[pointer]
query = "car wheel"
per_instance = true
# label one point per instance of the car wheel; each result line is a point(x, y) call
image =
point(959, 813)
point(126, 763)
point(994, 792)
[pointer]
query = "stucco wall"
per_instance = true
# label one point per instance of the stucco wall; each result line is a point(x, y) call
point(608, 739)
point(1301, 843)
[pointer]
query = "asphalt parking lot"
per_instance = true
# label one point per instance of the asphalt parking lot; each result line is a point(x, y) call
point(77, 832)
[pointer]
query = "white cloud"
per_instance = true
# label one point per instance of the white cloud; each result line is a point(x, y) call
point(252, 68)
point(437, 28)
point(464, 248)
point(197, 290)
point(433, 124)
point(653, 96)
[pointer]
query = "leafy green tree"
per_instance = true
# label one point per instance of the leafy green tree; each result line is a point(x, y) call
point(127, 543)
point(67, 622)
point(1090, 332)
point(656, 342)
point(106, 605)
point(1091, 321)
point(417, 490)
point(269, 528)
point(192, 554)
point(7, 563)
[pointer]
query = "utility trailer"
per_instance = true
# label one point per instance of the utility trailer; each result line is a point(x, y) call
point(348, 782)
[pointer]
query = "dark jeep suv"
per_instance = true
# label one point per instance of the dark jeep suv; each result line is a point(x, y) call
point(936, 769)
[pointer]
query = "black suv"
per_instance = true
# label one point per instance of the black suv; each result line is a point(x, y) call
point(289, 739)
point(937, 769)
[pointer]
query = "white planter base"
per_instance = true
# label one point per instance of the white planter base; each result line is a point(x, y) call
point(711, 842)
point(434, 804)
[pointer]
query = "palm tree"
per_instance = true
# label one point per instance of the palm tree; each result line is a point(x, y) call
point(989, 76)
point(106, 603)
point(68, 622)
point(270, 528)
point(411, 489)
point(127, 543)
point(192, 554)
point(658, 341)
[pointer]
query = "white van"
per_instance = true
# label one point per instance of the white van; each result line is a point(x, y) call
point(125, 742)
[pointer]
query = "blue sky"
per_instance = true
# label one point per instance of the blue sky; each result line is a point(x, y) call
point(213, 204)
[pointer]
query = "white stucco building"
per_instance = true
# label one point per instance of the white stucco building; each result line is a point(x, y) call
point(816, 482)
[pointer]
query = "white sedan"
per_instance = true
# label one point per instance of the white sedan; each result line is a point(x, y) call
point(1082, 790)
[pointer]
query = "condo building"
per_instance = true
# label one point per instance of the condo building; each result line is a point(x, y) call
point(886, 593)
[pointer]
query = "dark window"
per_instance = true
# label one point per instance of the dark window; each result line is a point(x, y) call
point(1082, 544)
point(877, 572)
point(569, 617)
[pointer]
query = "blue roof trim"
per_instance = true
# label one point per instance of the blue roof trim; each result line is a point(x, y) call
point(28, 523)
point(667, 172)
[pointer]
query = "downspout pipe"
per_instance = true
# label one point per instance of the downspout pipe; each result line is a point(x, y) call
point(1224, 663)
----
# Brief
Arrange the data from its first line through the line containing "point(1301, 843)", inclusive, as a Markdown table with the columns "No." and "Text", giving each row its number and leaving out blank lines.

# Answer below
| No. | Text |
|---|---|
| 1 | [pointer] |
| 2 | query = "car wheel" |
| 3 | per_instance = true |
| 4 | # label one point per instance of the car wheel; each result line is a point(x, y) call |
| 5 | image = |
| 6 | point(959, 813) |
| 7 | point(126, 763) |
| 8 | point(994, 792) |
| 9 | [pointer] |
| 10 | query = "stucco wall" |
| 11 | per_instance = true |
| 12 | # label one point per instance of the stucco wall; each result line is a point(x, y) call |
| 13 | point(608, 739) |
| 14 | point(1301, 843) |